Task requirements ▸
Count the lines in the items below that contain the string "reflection", with uppercase and lowercase treated as different. Reply with the number alone.

Record set ▸

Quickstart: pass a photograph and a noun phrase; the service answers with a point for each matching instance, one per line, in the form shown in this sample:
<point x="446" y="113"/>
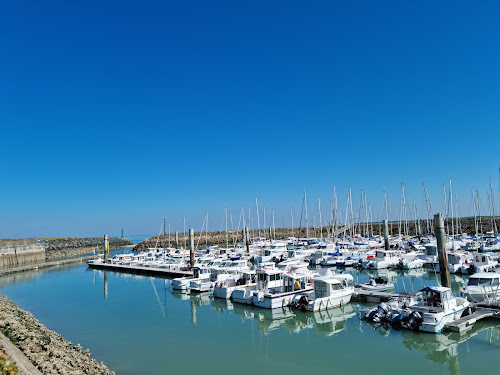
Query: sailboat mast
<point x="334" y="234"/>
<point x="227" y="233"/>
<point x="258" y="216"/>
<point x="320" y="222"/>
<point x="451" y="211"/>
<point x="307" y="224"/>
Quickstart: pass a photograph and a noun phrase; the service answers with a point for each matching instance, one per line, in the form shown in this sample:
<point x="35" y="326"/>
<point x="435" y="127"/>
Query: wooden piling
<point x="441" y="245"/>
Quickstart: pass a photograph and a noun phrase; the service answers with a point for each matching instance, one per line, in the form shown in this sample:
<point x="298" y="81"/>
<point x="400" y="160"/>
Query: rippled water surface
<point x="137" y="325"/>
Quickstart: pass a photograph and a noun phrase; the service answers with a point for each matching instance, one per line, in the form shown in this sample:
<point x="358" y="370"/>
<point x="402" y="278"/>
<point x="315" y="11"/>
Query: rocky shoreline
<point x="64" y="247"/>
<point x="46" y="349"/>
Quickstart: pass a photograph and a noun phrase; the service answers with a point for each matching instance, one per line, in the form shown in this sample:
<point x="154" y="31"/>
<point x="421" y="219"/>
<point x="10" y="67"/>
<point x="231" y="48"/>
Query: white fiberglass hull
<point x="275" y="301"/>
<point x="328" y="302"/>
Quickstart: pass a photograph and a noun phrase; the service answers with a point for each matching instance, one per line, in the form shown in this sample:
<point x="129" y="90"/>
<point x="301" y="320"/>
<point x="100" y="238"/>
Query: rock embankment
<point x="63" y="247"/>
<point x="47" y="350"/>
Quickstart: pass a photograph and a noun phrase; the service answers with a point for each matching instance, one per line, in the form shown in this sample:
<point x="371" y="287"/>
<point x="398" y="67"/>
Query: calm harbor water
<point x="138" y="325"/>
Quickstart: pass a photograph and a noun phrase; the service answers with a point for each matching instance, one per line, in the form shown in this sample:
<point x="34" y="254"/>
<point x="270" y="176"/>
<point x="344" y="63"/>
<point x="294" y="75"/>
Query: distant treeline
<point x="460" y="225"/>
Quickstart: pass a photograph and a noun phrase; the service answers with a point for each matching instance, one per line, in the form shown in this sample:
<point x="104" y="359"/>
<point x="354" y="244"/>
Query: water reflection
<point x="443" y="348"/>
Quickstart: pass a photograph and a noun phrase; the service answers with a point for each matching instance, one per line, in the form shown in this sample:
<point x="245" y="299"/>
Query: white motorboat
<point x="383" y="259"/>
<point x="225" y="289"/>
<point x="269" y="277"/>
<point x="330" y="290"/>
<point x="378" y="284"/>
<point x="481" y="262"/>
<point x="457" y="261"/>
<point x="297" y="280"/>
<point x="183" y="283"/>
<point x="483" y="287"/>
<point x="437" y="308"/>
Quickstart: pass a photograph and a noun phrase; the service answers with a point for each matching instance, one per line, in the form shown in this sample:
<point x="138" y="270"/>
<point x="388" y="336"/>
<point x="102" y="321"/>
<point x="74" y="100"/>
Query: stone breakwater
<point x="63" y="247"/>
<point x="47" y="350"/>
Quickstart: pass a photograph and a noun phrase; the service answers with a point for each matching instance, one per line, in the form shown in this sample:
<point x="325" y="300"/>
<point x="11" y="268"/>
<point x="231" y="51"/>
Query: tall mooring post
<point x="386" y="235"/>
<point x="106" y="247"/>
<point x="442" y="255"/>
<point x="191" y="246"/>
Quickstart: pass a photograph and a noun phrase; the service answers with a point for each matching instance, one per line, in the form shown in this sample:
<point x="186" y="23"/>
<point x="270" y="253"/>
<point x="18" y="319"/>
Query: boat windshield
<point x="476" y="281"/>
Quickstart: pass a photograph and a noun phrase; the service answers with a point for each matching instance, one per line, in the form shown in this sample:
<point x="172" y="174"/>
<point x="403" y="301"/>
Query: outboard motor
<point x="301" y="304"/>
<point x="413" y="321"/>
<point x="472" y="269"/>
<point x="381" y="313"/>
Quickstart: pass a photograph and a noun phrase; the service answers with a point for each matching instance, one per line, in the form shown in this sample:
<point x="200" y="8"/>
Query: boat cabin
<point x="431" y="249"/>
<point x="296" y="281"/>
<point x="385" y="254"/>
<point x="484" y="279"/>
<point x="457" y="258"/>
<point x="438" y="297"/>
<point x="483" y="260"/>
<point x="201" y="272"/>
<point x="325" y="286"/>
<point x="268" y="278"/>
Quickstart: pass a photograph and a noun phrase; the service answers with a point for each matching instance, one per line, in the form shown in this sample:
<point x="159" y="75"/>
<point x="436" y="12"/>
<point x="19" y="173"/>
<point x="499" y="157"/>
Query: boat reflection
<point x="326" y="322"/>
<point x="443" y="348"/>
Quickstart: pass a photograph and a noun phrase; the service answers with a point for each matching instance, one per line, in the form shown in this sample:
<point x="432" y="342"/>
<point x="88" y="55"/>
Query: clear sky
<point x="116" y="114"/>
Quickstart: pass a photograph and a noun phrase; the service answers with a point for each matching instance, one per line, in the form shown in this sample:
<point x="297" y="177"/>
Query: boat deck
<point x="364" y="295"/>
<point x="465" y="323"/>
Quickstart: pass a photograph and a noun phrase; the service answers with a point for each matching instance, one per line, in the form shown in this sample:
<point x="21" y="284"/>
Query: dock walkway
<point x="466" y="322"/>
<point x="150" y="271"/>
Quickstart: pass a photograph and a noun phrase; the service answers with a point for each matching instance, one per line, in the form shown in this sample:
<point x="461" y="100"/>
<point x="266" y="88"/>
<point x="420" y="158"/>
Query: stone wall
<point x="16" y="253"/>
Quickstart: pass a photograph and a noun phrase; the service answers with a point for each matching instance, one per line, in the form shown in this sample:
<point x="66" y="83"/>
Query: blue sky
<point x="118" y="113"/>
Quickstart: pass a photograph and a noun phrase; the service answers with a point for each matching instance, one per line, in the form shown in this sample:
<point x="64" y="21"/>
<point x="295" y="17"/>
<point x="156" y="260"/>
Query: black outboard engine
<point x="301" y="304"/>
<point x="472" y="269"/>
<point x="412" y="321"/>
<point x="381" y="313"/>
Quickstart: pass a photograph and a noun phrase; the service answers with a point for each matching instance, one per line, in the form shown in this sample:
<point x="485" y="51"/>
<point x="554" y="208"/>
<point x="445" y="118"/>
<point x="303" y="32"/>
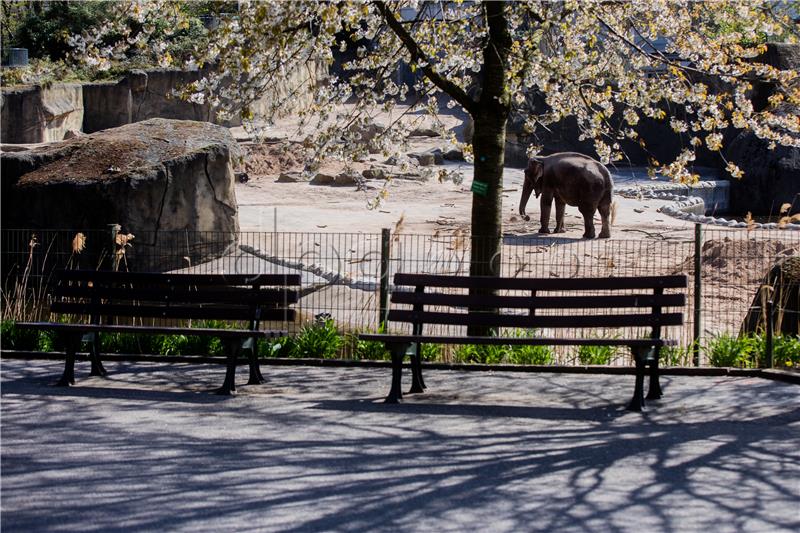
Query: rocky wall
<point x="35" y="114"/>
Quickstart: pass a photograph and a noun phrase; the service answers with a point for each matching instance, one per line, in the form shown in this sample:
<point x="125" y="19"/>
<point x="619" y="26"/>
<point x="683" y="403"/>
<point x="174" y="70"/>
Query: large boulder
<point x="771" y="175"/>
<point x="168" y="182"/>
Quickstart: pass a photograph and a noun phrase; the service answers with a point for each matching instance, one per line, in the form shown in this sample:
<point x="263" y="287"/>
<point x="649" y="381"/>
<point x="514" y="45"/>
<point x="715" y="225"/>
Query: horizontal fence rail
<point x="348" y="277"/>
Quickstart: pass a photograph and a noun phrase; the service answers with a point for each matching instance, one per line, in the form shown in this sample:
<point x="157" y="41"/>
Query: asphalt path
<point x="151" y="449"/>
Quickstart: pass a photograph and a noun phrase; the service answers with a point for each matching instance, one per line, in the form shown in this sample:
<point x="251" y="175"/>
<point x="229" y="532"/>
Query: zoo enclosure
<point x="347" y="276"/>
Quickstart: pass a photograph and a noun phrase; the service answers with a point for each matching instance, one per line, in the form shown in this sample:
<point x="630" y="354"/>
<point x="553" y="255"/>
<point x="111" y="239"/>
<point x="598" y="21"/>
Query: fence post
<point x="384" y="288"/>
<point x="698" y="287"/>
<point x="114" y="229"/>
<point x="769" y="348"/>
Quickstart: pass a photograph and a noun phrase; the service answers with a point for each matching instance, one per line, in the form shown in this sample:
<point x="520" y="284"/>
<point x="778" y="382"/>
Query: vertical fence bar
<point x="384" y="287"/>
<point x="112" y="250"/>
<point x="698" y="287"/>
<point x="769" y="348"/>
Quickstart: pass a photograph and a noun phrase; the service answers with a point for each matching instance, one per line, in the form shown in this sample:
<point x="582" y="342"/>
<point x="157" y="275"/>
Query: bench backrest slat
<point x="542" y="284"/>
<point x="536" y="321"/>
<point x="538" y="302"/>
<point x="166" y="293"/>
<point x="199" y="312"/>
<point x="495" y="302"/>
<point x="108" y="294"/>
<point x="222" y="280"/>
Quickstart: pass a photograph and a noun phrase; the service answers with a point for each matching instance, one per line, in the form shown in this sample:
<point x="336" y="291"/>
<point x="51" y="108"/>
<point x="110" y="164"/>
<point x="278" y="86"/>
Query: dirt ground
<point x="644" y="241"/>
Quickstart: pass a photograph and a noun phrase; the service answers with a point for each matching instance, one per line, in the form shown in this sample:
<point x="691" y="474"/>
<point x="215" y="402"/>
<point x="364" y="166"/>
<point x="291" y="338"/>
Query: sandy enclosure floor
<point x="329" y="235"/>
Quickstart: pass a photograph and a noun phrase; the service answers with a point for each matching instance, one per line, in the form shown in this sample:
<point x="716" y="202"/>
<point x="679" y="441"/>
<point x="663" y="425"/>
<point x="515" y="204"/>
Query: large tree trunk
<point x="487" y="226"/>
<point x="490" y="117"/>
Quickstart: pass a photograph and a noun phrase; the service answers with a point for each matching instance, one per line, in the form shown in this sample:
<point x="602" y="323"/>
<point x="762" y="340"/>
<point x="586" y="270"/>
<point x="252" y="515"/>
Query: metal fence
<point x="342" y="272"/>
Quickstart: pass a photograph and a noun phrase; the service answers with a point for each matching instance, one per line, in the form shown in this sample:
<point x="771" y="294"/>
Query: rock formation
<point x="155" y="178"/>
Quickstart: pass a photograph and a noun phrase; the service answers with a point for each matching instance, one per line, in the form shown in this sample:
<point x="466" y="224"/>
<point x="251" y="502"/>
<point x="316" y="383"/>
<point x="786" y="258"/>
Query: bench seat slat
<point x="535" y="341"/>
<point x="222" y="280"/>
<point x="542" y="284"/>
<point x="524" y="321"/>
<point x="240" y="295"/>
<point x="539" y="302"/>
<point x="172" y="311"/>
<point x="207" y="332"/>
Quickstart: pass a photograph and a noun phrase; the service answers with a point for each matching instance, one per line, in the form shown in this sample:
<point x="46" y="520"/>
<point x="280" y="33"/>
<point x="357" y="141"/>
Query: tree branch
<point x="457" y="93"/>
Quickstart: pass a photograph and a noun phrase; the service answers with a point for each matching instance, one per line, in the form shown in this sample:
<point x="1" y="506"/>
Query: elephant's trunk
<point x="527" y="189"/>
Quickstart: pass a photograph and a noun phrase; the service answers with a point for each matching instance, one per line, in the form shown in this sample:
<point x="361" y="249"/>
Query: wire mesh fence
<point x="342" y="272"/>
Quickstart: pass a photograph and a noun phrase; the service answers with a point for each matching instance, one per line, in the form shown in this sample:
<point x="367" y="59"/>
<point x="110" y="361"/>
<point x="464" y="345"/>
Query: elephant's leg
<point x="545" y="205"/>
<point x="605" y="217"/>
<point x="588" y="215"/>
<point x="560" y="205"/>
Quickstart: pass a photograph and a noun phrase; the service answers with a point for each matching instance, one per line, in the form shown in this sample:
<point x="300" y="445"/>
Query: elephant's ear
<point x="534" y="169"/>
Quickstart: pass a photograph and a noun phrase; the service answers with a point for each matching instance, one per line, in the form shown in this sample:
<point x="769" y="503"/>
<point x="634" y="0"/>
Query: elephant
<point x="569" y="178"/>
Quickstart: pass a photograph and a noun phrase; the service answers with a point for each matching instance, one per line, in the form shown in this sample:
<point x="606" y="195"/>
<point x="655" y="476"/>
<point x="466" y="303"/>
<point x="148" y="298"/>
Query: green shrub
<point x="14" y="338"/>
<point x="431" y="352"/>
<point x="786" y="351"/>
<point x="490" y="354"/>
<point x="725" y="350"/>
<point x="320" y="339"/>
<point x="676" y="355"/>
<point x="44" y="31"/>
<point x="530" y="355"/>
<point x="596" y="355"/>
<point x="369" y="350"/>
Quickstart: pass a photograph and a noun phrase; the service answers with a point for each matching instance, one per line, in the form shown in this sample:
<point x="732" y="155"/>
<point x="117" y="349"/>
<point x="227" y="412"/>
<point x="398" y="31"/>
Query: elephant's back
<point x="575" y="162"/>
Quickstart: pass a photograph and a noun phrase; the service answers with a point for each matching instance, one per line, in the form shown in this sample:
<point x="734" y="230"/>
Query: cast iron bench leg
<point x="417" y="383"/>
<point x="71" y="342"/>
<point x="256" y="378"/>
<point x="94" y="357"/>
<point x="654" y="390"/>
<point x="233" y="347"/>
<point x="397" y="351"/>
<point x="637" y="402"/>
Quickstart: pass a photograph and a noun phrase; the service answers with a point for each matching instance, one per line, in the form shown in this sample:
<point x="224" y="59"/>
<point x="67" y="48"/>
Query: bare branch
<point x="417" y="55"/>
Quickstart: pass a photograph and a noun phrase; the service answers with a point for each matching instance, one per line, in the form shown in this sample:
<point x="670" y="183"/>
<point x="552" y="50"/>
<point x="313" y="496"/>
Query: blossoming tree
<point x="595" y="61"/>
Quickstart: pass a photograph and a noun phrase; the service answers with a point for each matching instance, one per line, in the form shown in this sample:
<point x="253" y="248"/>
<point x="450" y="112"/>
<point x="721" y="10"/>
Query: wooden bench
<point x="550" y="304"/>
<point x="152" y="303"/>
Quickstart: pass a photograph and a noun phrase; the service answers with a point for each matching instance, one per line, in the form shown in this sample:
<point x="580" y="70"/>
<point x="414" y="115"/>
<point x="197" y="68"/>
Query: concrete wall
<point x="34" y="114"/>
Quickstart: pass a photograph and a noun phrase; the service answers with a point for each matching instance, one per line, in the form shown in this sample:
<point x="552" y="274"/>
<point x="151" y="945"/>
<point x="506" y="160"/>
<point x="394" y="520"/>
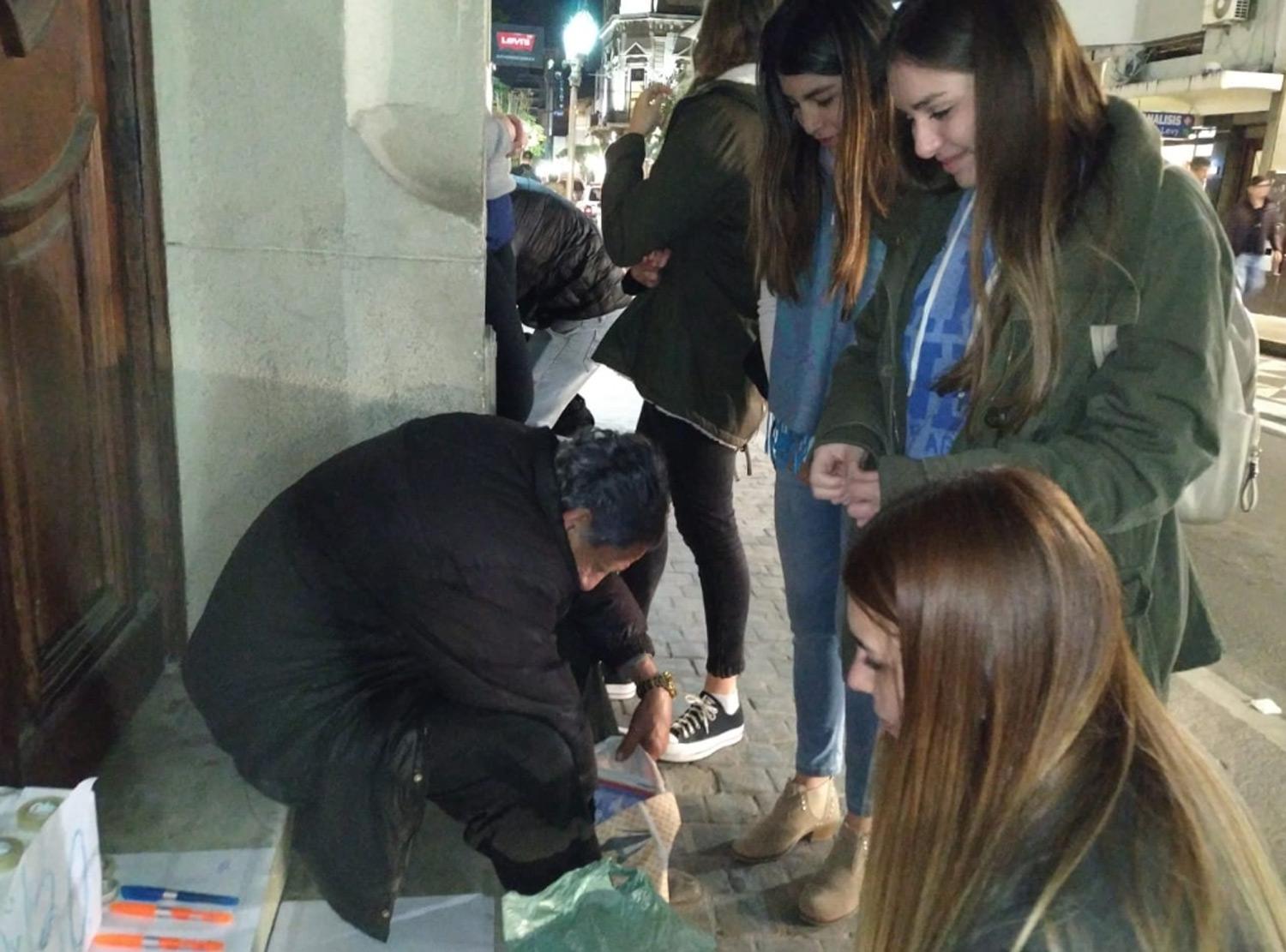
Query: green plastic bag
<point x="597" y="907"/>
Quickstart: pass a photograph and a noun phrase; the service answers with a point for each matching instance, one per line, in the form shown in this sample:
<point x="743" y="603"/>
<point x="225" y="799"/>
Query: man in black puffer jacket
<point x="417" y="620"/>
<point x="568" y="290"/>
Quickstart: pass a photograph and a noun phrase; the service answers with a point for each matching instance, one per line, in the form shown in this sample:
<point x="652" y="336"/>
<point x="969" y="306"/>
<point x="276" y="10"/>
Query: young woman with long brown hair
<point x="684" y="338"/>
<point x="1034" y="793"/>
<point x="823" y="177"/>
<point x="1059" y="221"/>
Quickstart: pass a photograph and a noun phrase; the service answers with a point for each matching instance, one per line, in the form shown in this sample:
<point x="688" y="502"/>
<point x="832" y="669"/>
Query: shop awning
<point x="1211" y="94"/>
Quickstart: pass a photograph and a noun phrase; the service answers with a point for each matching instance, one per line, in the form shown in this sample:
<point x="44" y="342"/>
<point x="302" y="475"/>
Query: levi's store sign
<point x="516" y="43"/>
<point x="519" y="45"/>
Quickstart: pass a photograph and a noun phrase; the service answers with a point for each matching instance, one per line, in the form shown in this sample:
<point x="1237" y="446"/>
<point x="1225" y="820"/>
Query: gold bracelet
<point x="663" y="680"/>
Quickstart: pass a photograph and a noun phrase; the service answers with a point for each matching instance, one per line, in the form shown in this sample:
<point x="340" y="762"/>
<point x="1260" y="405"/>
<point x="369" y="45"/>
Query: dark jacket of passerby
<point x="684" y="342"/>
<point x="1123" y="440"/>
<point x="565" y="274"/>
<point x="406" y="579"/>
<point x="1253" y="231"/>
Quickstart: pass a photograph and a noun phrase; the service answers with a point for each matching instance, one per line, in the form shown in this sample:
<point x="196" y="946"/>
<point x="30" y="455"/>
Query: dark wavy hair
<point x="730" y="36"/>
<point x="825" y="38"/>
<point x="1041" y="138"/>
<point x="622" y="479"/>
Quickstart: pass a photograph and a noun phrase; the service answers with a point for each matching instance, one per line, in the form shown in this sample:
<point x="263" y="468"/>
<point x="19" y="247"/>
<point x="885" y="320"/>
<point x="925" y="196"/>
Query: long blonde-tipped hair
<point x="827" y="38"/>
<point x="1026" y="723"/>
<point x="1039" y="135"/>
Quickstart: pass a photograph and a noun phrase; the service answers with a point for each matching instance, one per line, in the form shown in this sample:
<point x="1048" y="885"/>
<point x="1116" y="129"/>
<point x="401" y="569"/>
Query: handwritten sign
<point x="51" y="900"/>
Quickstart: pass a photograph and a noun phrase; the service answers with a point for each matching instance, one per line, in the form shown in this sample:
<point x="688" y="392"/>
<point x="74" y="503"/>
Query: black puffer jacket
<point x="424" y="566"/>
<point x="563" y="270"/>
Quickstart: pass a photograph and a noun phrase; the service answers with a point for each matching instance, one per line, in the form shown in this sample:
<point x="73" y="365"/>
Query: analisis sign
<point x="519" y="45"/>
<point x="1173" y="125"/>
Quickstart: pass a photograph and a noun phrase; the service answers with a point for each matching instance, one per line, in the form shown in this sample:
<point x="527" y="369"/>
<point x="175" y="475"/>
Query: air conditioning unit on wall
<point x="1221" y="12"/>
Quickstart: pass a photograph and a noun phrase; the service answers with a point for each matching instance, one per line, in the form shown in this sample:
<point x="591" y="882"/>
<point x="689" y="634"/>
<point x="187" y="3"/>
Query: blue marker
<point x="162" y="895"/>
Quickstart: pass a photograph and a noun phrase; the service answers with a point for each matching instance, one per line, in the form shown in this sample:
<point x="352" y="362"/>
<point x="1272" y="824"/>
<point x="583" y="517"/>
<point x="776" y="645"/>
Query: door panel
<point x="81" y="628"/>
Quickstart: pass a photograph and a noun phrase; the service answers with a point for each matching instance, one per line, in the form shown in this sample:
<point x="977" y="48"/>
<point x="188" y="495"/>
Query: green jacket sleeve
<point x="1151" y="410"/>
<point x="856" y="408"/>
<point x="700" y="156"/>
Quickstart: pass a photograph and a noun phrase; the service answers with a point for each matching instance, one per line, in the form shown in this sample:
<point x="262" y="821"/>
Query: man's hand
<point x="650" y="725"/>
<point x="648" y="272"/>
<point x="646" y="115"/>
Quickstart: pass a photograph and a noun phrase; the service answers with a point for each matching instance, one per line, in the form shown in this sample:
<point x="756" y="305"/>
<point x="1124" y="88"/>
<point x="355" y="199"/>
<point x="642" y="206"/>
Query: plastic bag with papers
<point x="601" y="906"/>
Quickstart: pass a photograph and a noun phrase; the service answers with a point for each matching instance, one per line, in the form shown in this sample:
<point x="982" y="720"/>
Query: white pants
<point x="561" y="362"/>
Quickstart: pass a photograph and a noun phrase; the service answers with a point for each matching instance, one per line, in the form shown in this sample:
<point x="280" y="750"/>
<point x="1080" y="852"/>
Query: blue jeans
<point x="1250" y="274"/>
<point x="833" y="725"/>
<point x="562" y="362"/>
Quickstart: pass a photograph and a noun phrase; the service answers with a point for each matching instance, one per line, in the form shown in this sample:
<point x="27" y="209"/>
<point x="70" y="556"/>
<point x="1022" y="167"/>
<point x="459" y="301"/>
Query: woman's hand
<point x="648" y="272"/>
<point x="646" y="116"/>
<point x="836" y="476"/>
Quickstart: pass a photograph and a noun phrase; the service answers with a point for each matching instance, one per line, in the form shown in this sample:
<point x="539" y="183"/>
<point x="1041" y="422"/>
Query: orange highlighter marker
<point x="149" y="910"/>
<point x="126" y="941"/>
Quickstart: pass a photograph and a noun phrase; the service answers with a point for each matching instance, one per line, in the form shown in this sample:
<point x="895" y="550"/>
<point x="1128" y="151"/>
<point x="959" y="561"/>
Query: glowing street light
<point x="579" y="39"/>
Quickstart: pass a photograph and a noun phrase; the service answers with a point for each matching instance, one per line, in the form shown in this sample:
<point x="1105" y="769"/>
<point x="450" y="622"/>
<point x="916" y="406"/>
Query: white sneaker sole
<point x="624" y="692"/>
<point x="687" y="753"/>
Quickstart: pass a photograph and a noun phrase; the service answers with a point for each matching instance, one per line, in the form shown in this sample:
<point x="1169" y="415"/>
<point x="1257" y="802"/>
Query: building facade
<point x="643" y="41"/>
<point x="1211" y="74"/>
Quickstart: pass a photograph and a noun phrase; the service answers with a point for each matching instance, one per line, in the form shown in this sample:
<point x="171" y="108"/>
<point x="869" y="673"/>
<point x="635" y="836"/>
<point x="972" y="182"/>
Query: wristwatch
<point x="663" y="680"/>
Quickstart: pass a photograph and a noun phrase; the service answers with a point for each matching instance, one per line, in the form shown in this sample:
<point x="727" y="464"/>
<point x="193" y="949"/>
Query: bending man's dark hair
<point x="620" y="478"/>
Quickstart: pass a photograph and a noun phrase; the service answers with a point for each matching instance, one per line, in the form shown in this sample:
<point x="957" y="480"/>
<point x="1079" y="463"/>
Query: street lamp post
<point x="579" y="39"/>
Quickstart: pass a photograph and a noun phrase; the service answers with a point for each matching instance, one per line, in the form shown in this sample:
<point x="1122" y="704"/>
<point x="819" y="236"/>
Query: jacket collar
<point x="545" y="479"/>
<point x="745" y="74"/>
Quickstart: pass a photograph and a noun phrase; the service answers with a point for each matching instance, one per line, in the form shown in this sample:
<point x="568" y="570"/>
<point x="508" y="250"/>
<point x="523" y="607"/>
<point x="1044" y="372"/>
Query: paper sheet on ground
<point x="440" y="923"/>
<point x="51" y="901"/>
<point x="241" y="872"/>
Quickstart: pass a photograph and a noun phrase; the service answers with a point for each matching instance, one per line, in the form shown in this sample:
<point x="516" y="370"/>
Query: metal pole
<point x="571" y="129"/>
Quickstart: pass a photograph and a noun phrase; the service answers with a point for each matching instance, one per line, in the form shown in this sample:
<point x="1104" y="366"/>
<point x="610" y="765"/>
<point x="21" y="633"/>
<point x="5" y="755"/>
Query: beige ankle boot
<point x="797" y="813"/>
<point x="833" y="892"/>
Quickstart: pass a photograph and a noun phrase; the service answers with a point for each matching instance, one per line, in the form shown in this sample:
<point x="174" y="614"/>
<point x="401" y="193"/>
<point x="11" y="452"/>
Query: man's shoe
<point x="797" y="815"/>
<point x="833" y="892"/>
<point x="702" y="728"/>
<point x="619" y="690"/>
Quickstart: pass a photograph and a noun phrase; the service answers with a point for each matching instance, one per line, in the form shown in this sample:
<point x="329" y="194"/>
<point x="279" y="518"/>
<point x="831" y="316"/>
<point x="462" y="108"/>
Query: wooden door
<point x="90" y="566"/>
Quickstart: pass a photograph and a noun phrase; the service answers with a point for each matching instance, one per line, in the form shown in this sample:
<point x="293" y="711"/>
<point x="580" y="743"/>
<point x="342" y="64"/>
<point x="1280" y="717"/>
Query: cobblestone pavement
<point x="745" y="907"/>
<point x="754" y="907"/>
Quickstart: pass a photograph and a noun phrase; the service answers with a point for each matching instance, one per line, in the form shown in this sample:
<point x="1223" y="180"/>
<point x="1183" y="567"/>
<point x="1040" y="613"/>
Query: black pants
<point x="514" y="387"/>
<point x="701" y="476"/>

Task result ▸
2